→ STORED DATA
___
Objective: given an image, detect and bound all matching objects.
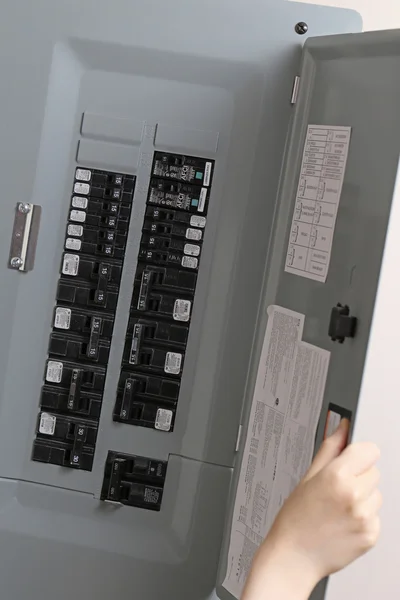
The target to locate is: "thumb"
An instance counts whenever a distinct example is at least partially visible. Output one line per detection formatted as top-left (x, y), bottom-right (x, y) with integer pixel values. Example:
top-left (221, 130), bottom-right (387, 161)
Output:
top-left (306, 419), bottom-right (350, 480)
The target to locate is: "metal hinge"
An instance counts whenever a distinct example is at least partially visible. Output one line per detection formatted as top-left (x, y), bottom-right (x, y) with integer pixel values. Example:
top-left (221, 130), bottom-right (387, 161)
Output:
top-left (290, 75), bottom-right (300, 106)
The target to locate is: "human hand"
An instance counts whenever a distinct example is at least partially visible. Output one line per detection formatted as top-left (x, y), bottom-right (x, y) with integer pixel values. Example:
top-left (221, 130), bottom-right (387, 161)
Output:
top-left (267, 420), bottom-right (382, 583)
top-left (242, 420), bottom-right (382, 600)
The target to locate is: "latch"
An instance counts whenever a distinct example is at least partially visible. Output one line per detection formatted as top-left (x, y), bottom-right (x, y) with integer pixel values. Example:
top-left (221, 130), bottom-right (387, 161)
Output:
top-left (8, 202), bottom-right (41, 272)
top-left (328, 303), bottom-right (357, 344)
___
→ SET EXERCISE
Reproduce all of the material above word for word, leaving out the picture.

→ RESPONSE TO THIS EXERCISE
Objective: given an image, detect and bound all matching objects.
The target to locate is: "thumb"
An instance counts whenever a distinct example is at least partially visible. Output one line per detection formatted as top-left (x, y), bottom-right (x, y) with integer pixel values. Example:
top-left (221, 130), bottom-right (387, 161)
Output:
top-left (306, 419), bottom-right (350, 480)
The target to locate is: "metal hinge"
An instance counts whenever a distinct example is at least partially visible. Output one line per detection formatted as top-left (x, y), bottom-right (x, y) with integer pixel values. Example:
top-left (221, 130), bottom-right (387, 161)
Output:
top-left (290, 75), bottom-right (300, 106)
The target to locate is: "human hand"
An instance counts whenever a distinct example is at least partially visible. Output one line per detection formatted as top-left (x, y), bottom-right (x, y) with integer pixel values. Example:
top-left (221, 130), bottom-right (387, 161)
Output:
top-left (267, 420), bottom-right (382, 583)
top-left (242, 420), bottom-right (382, 600)
The target to locate is: "latch"
An instance counts whenever a distinct example is at least partially visible. Output one line per detection formatted as top-left (x, y), bottom-right (x, y) with integer pixel values. Example:
top-left (221, 130), bottom-right (387, 161)
Output:
top-left (8, 202), bottom-right (41, 272)
top-left (328, 303), bottom-right (357, 344)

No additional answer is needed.